+++ Estratto della fonte

E’ il 28 giugno 1982, Barcellona. Enzo Bearzot va nella camera dove sta provando a riposare Claudio Gentile, il “Feroce Saladino” così come l’apostrofò Gianni Brera. “Te la senti di marcare Maradona?”, gli chiede il vecio con la pipa. “E che problema c’è?”: così risponde quella sera – almeno così raccontò di aver risposto al ct azzurro quella sera di 38 anni fa – il terzino che prima di partire per la Spagna s’è fatto crescere i baffi per una semplice scommessa. E anche quella sembra una scommessa, una scommessa assai complicata però. Anzi un azzardo, in realtà l’ultimo disperato appiglio italiano per restare aggrappati al Mondiale: un numero due arcigno e risoluto abituato a giocare terzino contro il dieci più forte del Mondo, uno abituato a partire in dribbling da metà campo per arrivare sin dentro la porta. E’ quasi notte invece quel 28 di giugno del 1982, è la vigilia di Italia-Argentina, sarà la partita che deciderà le sorti del Mundial. Quella notte nasce l’epico corpo a corpo del giorno dopo sul prato del Sarrià, un duello passato alla storia del calcio mondiale. Un marchio di fabbrica per anni appiccicato ai difensori italiani, di quelli che si attaccano all’avversario più forte e non lo mollano, nemmeno se la corsa e la rincorsa finissero nel tunnel degli spogliatoi. Magari pure fin nel gabinetto. Quella partita del 29 giugno 1982 finirà 2-1, Gentile esultante, Maradona furioso.
E’ il 16 luglio del 1944, Milano, mezz’ora prima della partita, anche questa non è una finale ma è come se lo fosse. Negli spartani spogliatoi dell’Arena di Milano il tecnico Ottavio Barbieri, ex nazionale e scudettato con la maglia del Genoa, va dal mediano Mario Tommaseo con il quale per giunta ha litigato mesi prima e, con tono secco e perentorio, dice: «Mario, tu segui Valentino Mazzola anche dovesse andare al gabinetto, non dargli tregua: così mi disse. E io così feci. A fine partita provai un misto di felicità e uno strano senso di colpa, mi avvicinai a Valentino e gli chiesi scusa. Mazzola mi fissò sorpreso e mi rispose: “Scusa di cosa? Contro di te oggi non ho capito niente”. Sorrise e mi abbracciò. Non ho mai dimenticato quell’abbraccio, come non avrei mai dimenticato quel giorno, perché con quella marcatura impeccabile si era compiuto il capolavoro di tutta la mia vita». Anche quella partita finirà in maniera imprevista, anche quella 2-1: Mazzola incredulo e Tommaseo pure. Poi cantante lirico e persino pittore, Mario Tommaseo se n’è andato nel 2006, a 85 anni. Il ricordo di quell’epico e indimenticabile giorno l’aveva raccontato qualche anno prima ad Armando Napoletano, giornalista e scrittore, autore del libro “Un giorno di allarmi aerei”. E da quel libro sarebbe poi nata anche una pièce teatrale – “Eravamo quasi in cielo” – scritta e interpretata da Gianfelice Facchetti, poliedrico figlio del mito nerazzurro Giacinto. Allarmi, aerei, il cielo, il pallone: tutti fili che si legano a una storia terrena. Una storia di guerra e di calcio. Una storia vera. La storia dell’anno 1944.

++++++
+++ Dati forniti

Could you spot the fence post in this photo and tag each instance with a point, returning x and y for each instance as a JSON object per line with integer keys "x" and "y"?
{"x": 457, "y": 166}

++++++

Esercizio scritto
Indica il motivo per cui, secondo l'estratto sulle marcature storiche, Claudio Gentile si era fatto crescere i baffi prima di partire per la Spagna.

Risposta attesa
Se li era fatti crescere per una semplice scommessa.